• _Exercise_
Which lines in the records below contain the string "edge"? Show each of those lines in full.

• _Records provided_
++++++++++++++++++++
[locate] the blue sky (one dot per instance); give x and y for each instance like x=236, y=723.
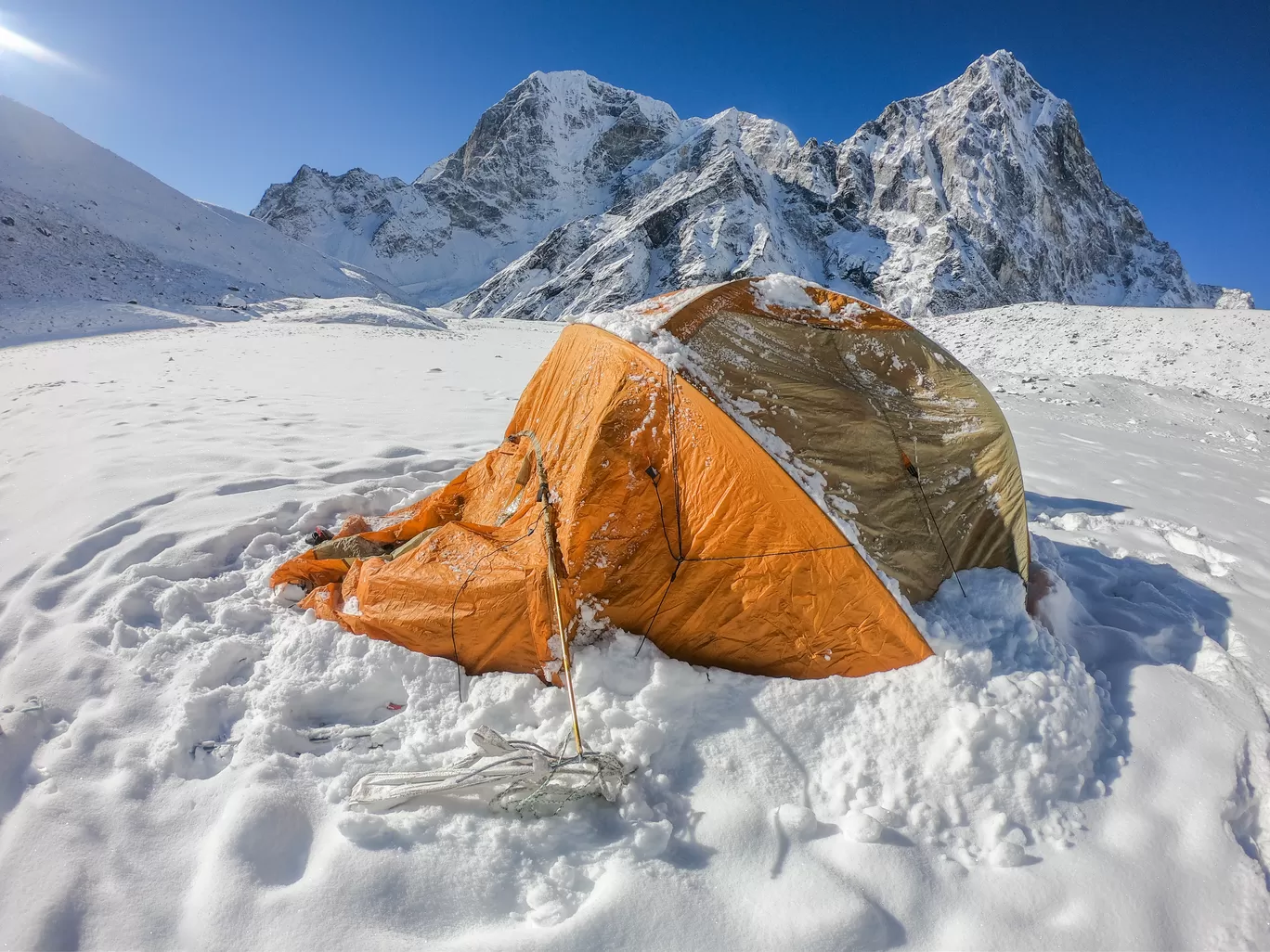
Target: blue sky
x=223, y=98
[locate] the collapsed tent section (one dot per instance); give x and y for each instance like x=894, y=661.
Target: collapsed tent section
x=739, y=486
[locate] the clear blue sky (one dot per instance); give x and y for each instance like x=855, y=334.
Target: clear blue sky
x=224, y=96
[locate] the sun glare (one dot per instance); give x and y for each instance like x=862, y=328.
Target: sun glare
x=17, y=45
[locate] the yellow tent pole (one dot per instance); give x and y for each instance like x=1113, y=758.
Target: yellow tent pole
x=549, y=538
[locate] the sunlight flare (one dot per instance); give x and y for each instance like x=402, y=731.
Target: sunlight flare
x=17, y=45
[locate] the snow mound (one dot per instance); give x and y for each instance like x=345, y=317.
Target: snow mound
x=175, y=734
x=380, y=311
x=1225, y=353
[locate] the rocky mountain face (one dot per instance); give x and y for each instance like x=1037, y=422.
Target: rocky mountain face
x=573, y=196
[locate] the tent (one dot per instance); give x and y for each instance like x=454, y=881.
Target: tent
x=756, y=475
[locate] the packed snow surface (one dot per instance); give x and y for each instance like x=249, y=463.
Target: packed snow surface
x=178, y=741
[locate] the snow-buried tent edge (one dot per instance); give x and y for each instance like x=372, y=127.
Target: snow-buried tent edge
x=683, y=495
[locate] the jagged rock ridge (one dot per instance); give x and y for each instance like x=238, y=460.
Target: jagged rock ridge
x=573, y=196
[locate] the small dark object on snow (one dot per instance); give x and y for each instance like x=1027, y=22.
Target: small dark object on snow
x=318, y=535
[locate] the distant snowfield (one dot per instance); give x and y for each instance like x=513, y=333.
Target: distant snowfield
x=178, y=744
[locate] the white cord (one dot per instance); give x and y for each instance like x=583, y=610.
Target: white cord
x=513, y=775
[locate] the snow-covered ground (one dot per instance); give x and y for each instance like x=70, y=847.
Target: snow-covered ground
x=178, y=744
x=79, y=223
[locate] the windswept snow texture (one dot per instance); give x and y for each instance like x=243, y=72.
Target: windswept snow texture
x=178, y=740
x=27, y=321
x=79, y=223
x=573, y=196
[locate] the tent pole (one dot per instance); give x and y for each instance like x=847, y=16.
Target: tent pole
x=551, y=540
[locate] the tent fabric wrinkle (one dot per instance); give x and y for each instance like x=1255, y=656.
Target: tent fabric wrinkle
x=737, y=492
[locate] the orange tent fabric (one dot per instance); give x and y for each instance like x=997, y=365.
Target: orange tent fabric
x=672, y=521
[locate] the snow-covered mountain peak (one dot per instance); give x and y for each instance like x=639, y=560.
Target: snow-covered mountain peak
x=78, y=221
x=572, y=193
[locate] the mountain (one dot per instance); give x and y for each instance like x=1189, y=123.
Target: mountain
x=78, y=221
x=572, y=196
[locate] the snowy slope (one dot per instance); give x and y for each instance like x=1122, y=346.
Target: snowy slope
x=79, y=223
x=1219, y=352
x=573, y=196
x=1095, y=783
x=549, y=152
x=37, y=321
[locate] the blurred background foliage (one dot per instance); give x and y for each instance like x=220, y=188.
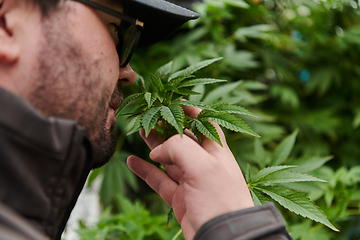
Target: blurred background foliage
x=294, y=63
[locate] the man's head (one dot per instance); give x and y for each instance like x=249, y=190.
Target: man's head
x=61, y=56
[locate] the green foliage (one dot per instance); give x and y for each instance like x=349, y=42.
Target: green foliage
x=161, y=105
x=134, y=223
x=298, y=61
x=268, y=181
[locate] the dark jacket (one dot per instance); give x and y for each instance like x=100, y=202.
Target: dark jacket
x=44, y=163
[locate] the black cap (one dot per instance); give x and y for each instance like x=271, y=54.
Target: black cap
x=160, y=18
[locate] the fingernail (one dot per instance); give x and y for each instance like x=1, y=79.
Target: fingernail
x=155, y=151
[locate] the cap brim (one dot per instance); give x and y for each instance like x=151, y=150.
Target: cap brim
x=160, y=18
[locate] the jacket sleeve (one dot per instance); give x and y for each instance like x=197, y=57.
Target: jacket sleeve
x=258, y=223
x=13, y=226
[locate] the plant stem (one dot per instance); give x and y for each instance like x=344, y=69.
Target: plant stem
x=177, y=234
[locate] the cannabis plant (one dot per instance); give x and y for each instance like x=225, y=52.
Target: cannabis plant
x=160, y=108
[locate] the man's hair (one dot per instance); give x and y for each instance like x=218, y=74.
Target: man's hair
x=45, y=5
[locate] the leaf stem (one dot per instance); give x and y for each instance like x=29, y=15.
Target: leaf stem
x=177, y=234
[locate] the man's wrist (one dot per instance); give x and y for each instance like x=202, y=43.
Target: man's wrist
x=251, y=223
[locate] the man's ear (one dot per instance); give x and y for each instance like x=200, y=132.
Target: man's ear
x=9, y=49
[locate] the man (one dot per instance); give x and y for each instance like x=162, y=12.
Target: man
x=60, y=84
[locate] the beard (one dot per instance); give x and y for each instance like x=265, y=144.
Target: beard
x=69, y=86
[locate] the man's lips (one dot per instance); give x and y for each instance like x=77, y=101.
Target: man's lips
x=116, y=99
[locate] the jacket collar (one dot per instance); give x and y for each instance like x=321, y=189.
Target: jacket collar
x=44, y=163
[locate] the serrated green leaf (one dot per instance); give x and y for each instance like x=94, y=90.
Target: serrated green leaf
x=137, y=126
x=156, y=83
x=148, y=99
x=158, y=96
x=259, y=153
x=208, y=130
x=200, y=89
x=186, y=92
x=150, y=119
x=221, y=91
x=297, y=203
x=174, y=115
x=282, y=152
x=237, y=3
x=224, y=107
x=286, y=177
x=193, y=68
x=198, y=81
x=170, y=88
x=127, y=101
x=165, y=70
x=266, y=171
x=176, y=81
x=258, y=197
x=193, y=104
x=255, y=198
x=196, y=132
x=309, y=164
x=228, y=121
x=248, y=173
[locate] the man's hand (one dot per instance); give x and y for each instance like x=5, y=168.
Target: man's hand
x=202, y=180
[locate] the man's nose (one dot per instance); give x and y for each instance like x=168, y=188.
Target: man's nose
x=127, y=75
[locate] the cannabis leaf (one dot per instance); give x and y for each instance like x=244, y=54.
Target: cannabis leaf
x=160, y=107
x=265, y=185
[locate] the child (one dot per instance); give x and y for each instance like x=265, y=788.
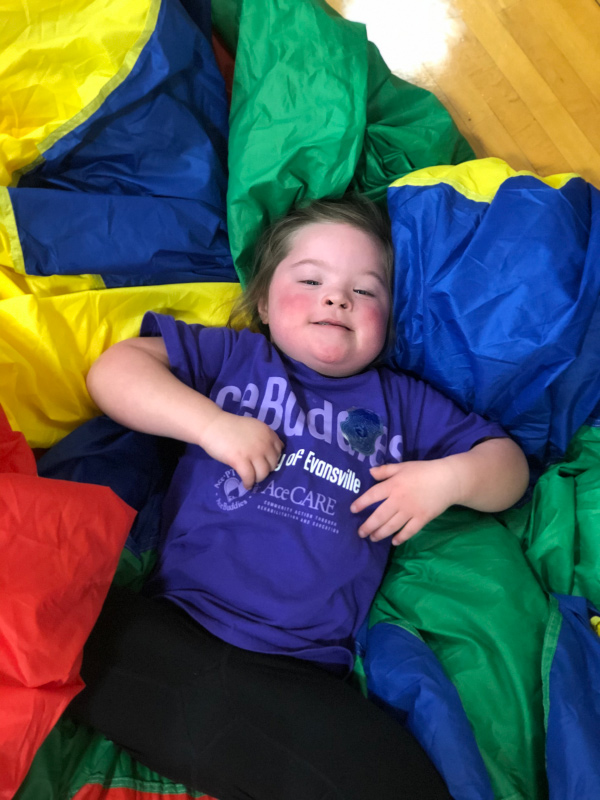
++++++++++++++++++++
• _Solution to this task_
[locate] the snow-buried tent edge (one dot per instance); give x and y for each instance like x=372, y=127.
Target: snow-buried tent edge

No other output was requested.